*REQUIRED WORK:* Output only this range of the data below: the line that contains "If you could mark the chrome" through the final line, both ends included, each retyped exactly.
───── DATA FOR REVIEW ─────
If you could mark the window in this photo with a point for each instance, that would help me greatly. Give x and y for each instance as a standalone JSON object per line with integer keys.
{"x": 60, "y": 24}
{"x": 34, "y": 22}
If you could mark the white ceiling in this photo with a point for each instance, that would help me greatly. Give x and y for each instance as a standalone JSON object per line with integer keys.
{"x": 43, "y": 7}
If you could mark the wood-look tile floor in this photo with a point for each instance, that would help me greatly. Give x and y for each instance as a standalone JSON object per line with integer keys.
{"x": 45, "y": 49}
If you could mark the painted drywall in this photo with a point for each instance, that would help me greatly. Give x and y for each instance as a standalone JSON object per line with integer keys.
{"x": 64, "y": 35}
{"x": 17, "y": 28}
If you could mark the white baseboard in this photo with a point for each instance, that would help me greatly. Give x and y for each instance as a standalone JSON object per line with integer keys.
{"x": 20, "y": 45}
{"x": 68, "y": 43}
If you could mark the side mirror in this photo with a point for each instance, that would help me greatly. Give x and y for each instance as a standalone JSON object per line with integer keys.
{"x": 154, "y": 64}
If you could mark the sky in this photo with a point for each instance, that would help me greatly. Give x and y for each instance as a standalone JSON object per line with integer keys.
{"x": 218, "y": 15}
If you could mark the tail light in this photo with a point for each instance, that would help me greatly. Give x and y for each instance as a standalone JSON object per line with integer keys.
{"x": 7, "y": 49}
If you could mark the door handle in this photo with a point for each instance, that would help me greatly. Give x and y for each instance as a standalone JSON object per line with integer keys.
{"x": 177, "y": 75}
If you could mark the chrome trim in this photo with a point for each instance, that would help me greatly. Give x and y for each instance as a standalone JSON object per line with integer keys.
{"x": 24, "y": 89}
─────
*ANSWER TO THIS TASK:*
If you could mark the chrome trim in this photo with a point for each instance, that would help me greatly. Give x and y for each instance as a standalone JSON object per line with integer keys.
{"x": 24, "y": 89}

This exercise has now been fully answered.